• _REQUIRED WORK_: Provide a verbatim copy of all the records below, leaving the images out.

ENTRIES PROVIDED section start

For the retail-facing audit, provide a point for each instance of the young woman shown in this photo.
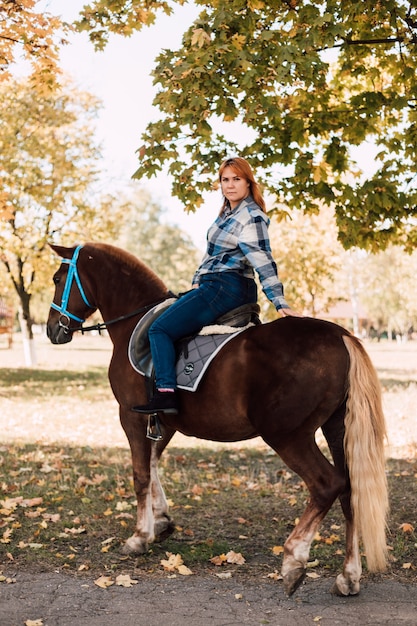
(237, 244)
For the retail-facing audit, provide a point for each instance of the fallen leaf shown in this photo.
(218, 560)
(274, 575)
(184, 570)
(235, 557)
(124, 580)
(173, 562)
(407, 528)
(104, 582)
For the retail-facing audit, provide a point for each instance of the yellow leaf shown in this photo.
(218, 560)
(6, 535)
(238, 41)
(274, 575)
(407, 528)
(235, 557)
(200, 37)
(173, 562)
(124, 580)
(104, 582)
(184, 570)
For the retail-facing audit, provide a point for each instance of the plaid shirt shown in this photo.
(238, 241)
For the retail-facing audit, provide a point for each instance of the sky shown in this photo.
(121, 78)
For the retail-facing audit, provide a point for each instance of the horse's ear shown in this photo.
(62, 251)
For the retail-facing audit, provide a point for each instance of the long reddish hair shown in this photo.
(242, 168)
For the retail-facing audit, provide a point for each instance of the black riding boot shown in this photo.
(162, 401)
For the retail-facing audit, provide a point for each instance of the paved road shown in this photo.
(62, 600)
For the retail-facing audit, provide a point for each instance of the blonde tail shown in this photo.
(364, 449)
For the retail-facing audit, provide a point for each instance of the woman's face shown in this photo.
(234, 187)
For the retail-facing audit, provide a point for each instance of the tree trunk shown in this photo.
(25, 321)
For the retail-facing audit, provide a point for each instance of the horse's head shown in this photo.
(71, 304)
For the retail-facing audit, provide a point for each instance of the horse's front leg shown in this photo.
(153, 520)
(163, 524)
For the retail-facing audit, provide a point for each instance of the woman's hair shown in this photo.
(244, 170)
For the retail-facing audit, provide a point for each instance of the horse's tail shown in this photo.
(364, 449)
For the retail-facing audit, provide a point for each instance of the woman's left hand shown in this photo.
(289, 313)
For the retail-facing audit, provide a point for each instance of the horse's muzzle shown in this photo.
(58, 334)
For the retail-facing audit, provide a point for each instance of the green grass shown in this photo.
(73, 507)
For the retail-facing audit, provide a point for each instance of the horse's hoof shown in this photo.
(135, 545)
(293, 579)
(344, 587)
(163, 529)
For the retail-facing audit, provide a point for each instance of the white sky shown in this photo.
(121, 77)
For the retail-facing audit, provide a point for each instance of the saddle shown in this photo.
(194, 352)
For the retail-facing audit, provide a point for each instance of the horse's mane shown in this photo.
(128, 260)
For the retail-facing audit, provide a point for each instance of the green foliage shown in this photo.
(309, 259)
(310, 81)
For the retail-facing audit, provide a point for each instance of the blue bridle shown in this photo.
(71, 276)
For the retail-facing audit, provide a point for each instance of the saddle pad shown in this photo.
(194, 358)
(197, 355)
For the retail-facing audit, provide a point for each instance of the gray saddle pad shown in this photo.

ENTRIES PROVIDED section end

• _TASK RESULT_:
For the retail-facing audit, provide a point for each instance of the young woman shown in this photo.
(237, 244)
For the retail-facing audit, provide a point for each instance of the fallen leaf shown in this photo.
(218, 560)
(274, 575)
(184, 570)
(235, 557)
(124, 580)
(173, 562)
(407, 528)
(104, 582)
For the retail-facing audit, provide a point for each instance of the yellow leaf shown in this photo.
(218, 560)
(6, 535)
(238, 41)
(274, 575)
(407, 528)
(235, 557)
(200, 37)
(173, 562)
(124, 580)
(104, 582)
(184, 570)
For the retail-facing audit, provide a point for each instance of the plaid shirt shown in this photo.
(238, 241)
For the retail-facing audit, provide a point for each instance of the sky shown in this photo.
(121, 78)
For the retail-facing audit, provide a point for each instance of the horse's ear shown in this photo.
(62, 251)
For the retail-facing audit, provide a point for each instance of the long reddish hair shown in this photo.
(242, 168)
For the retail-facing audit, provide a point for each instance of the black riding boot shown in this photo.
(162, 401)
For the retail-facing audit, provide a point for each instance of the paved road shown in this photo.
(62, 600)
For the retail-facing audit, provide a point for each instance of the blonde tail shown in this photo.
(364, 449)
For the retail-facing audit, provide a point for each instance of the woman's face shown in this photo.
(234, 187)
For the retail-facing audit, provide a point for each instance of the tree trunk shown in this photo.
(25, 321)
For the retail-facing audit, provide a point for each instance of the horse's head shown in this photo.
(71, 304)
For the retail-facing audit, provide a point for each instance of the horse's front leg shown in this photo.
(153, 520)
(163, 524)
For the retail-facing audit, provide a point for each instance of the woman's hair shown in this photo.
(244, 170)
For the retail-facing audit, provide a point for each instance of the horse's tail shown in this photo.
(364, 449)
For the retail-facing audit, provide a point for each instance of the woman's left hand shown in this photo.
(289, 313)
For the retail-facing audit, provide a point for each instance of the horse's muzzle shown in this photo.
(58, 334)
For the retail-facing audit, provide a point for each instance of the green grass shown in this photo.
(73, 507)
For the retail-facing audit, provide a point for each instance of the horse's hoof shown in this photo.
(135, 545)
(293, 579)
(344, 587)
(163, 529)
For the retail-facing audit, provide a point for each instance of the white sky shown in this photo.
(121, 77)
For the retail-facing audit, provide a point for each instance of the saddle shown in this photo.
(194, 352)
For the retail-facing audit, provide a point for each instance of the horse's mane shown in this photo.
(128, 260)
For the retail-facing audit, provide a point for each instance of the green foliage shown in this photo.
(309, 259)
(310, 81)
For the retail-facing audit, provide a point for each instance of the blue bridle shown in this photo.
(71, 276)
For the retail-facing audit, provide a point for each instance of the saddle pad shown in this photo.
(194, 358)
(197, 355)
For the retail-facing audit, provide a point for each instance of the gray saddle pad shown in this photo.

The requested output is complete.